▶ CONSIGNES:
1 - Imprimez le passage du texte sur la prière qui commence à « Ce dernier point » et se termine à « une pratique extérieure. ».
2 - D'après le texte sur la prière, qu'est-ce qui est vraiment l'essentiel dans la vie d'un croyant ?

▶ TEXTE FOURNI:
┄┄┄┄┄┄┄┄┄┄┄┄┄┄┄┄┄┄┄┄

Deuxième élément : c’est la pratique de la prière qui nous unit.
Ceci est très important : Paul dit que peu importe la pratique du croyant si elle est soumise à Dieu dans la prière. C’est par la prière que nous nous soumettons à la volonté de Dieu, que nous cherchons à trouver la bonne direction de nos actes. Nous essayons ainsi de donner une valeur spirituelle à notre travail quotidien et à notre engagement. L’essentiel est de relier nos actes à Dieu dans la prière. C’est dans ce sens que Paul constate simplement : « Celui qui mange de tout le fait pour le Seigneur, en effet, il rend grâce à Dieu. Et celui qui ne mange pas de tout le fait pour le Seigneur, et il rend grâce à Dieu. » Rm 14,6
Cet enseignement sur l’importance de la prière peut aussi nous aider dans notre vie d’église, car grâce à la prière, nous sommes prêts à donner une valeur spirituelle à notre pratique et nous pourrons accepter celles et ceux qui font de même. L’essentiel est de mettre nos actions en relation avec Dieu. La prière ne fait rien d’autre que de chercher cette relation.
Ce dernier point nous conduit à la conclusion de notre passage : si la prière nous met en relation avec Dieu, c’est la recherche de relation personnelle avec lui qui est vraiment l’essentiel dans la vie d’un croyant et non pas une pratique extérieure.

┄┄┄┄┄┄┄┄┄┄┄┄┄┄┄┄┄┄┄┄

▶ DONNÉES ENREGISTRÉES:
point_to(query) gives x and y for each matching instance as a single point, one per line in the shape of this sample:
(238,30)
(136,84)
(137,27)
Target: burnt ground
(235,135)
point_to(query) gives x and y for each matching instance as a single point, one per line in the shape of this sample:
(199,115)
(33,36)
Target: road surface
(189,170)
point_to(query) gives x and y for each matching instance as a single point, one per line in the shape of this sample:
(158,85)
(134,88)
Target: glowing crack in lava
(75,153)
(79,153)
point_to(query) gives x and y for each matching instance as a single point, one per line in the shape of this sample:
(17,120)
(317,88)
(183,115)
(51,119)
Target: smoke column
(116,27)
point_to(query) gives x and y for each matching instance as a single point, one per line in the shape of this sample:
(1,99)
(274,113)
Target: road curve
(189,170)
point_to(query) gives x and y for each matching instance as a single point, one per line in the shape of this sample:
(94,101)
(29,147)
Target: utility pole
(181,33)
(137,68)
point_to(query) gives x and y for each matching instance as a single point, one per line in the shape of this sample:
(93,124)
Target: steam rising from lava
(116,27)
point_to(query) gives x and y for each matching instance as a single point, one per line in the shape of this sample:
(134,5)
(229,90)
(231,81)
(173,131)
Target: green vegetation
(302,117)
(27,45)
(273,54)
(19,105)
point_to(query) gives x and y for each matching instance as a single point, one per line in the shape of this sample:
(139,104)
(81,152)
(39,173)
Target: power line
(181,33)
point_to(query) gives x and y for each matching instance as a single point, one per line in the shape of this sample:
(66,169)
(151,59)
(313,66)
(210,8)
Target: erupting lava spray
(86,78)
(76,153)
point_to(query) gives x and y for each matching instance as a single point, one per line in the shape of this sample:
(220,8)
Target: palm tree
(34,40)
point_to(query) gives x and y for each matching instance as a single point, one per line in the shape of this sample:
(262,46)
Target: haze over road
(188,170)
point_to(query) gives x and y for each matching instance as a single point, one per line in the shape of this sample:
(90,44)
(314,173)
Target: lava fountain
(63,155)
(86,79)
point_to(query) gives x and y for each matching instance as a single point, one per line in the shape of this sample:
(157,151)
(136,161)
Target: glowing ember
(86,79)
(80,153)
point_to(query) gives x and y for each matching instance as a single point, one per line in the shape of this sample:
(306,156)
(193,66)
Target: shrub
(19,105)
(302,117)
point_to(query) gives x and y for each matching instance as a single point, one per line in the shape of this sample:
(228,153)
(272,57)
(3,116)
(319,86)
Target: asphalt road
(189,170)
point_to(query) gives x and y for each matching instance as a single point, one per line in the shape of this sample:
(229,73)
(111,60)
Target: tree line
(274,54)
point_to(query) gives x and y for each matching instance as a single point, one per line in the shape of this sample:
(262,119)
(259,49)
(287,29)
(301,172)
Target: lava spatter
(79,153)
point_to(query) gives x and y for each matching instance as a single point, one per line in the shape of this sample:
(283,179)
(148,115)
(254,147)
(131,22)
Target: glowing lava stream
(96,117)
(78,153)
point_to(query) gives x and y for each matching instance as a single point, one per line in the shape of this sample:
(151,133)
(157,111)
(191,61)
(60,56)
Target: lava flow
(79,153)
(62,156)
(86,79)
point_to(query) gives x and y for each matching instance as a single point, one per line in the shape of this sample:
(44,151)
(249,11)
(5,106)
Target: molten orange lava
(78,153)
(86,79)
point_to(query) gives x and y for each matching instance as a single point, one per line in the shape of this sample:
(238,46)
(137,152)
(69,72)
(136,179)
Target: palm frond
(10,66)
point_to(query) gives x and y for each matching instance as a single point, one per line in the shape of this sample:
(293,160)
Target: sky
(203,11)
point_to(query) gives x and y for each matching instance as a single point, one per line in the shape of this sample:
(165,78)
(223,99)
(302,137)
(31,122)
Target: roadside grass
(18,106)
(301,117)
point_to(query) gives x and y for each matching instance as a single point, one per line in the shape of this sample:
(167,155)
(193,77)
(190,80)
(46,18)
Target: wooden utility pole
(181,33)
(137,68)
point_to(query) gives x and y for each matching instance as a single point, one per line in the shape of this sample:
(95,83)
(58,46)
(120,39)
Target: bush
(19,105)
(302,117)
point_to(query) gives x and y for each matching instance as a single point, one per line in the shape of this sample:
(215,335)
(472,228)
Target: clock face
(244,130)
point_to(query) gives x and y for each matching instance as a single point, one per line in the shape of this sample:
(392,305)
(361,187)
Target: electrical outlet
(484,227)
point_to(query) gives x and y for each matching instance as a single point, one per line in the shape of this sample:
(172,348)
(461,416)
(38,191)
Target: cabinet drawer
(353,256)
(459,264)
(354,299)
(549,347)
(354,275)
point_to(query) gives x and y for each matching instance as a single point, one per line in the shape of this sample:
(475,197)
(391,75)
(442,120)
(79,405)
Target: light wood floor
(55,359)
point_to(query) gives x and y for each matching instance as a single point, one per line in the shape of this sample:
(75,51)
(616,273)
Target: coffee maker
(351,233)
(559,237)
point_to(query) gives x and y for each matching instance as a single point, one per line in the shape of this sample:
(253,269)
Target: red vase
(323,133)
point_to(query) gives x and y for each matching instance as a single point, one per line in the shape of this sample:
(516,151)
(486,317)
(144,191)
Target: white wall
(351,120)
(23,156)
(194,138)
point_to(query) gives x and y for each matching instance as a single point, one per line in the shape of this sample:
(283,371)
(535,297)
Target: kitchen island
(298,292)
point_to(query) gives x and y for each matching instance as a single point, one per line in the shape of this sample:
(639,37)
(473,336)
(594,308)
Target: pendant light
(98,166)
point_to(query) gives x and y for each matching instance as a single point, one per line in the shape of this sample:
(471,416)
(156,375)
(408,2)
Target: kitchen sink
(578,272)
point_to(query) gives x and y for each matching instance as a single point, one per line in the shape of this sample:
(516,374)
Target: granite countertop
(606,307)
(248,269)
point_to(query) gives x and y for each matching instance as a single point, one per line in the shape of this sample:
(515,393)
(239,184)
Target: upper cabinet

┄┄┄┄┄┄┄┄┄┄┄┄┄┄┄┄┄┄┄┄

▶ CORRIGÉ:
1 -
Ce dernier point nous conduit à la conclusion de notre passage : si la prière nous met en relation avec Dieu, c’est la recherche de relation personnelle avec lui qui est vraiment l’essentiel dans la vie d’un croyant et non pas une pratique extérieure.

2 - C'est la recherche de relation personnelle avec Dieu, et non pas une pratique extérieure.